▸ Exercício proposto 1
De acordo com o excerto sobre o caso julgado, em que circunstância ocorre a caducidade do caso julgado?
▸ Exercício proposto 2
Prossiga a redação do excerto sobre o caso julgado a partir da última frase apresentada.

Apesar de não concordar com a criação de mais este limite do caso julgado, CASTRO MENDES, aceita os fundamentos que estão subjacentes a tal limite, por “exprimirem o que consta no nosso direito, do art. 663º/1 CPC: a decisão final – sentença – deve corresponder “à situação existente no momento do encerramento da discussão”[8].
A referência temporal do caso julgado determina várias consequências:
- a preclusão da invocação num processo posterior de questões não suscitadas no processo findo, mas anteriores ao encerramento da discussão na fase da audiência final e que nele podiam ter sido apresentadas;
- caducidade do caso julgado e a suscetibilidade de modificação da decisão transitada se se verificar uma alteração na situação de facto após o encerramento da discussão na audiência final[9].
A respeito da preclusão, refere MIGUEL TEIXEIRA DE SOUSA, “quanto ao Autor[…] só ficam precludidos os factos que se referem ao objeto apreciado e decidido na sentença transitada. Assim, não está abrangida por essa preclusão a invocação de uma outra causa de pedir para o mesmo pedido, pelo que o autor não está impedido de obter a procedência da ação com base numa distinta causa de pedir. Isto significa que não há preclusão sobre factos essenciais, ou seja, sobre factos que são suscetíveis de fornecer uma nova causa de pedir para o pedido formulado. Mas está precludida a invocação pelo autor de factos que visam completar o objeto da ação anteriormente apreciada […], não pode propor uma nova ação em que supre a falta de alegação de um requisito”[10].
A caducidade do caso julgado ocorre quando deixa de se verificar a situação de facto subjacente à decisão.
MANUEL DE ANDRADE defendia que a “[…]sentença só define a relação material controvertida, tal como ela existia ao tempo em que a mesma decisão foi pronunciada[…]. Não impede as vicissitudes ulteriores próprias da relação tal como foi definida – nem obsta, portanto, a novas decisões proferidas nessa conformidade“[11].
Conclui-se, assim, o efeito do caso julgado não impede que o Autor instaure nova ação, com o mesmo pedido, com fundamento em factos novos para fundamentar a sua pretensão, contanto que se tratem de factos essenciais e que não visem apenas completar a anterior causa de pedir.

▸ Dados armazenados
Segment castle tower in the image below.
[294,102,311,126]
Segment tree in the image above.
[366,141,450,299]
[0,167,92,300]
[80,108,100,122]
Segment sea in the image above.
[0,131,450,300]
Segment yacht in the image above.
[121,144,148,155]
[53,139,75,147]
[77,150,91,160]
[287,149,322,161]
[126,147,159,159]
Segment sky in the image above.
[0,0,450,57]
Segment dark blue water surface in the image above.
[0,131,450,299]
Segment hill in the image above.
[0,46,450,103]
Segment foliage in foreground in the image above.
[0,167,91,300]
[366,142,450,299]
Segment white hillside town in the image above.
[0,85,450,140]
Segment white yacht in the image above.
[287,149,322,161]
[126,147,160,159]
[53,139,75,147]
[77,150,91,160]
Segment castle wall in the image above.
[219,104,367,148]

* * *

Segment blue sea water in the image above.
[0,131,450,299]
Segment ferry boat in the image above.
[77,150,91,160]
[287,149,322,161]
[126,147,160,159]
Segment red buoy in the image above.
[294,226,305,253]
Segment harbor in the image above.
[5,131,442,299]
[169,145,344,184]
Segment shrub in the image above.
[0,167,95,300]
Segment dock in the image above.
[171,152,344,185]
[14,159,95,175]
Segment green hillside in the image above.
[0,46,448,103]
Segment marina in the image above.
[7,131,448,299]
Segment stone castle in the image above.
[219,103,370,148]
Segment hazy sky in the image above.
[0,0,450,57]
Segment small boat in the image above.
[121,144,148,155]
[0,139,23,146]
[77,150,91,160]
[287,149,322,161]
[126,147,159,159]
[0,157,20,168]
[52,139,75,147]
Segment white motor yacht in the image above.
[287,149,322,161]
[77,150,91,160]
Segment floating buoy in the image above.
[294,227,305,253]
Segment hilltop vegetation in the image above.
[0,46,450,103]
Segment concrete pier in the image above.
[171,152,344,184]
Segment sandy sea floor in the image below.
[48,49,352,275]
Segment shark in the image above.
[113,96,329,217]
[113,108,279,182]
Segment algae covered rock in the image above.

▸ Resolução do exercício 1
Ocorre quando deixa de se verificar a situação de facto subjacente à decisão.

▸ Resolução do exercício 2
No fundo trata-se de alegação de nova causa de pedir, motivo pelo qual não se pode considerar que existe identidade de causas de pedir, o que obsta à verificação da exceção.
Estando em causa a apreciação da exceção em relação a decisão proferida no âmbito do processo penal, cumpre ter presente as particularidades deste regime.
Prevê o artº 84º do Código de Processo Penal (CPP) sob a epígrafe “Caso Julgado” que "A decisão penal, ainda que absolutória, que conhecer do pedido civil constitui caso julgado nos termos em que a lei atribui eficácia de caso julgado às sentenças civis”.
Nos termos do art. 71º CPP “O pedido de indemnização civil fundado na prática de um crime é deduzido no processo penal respetivo, só o podendo ser em separado, perante o tribunal civil, nos casos previstos na lei” – onde se consagra o princípio da adesão obrigatória.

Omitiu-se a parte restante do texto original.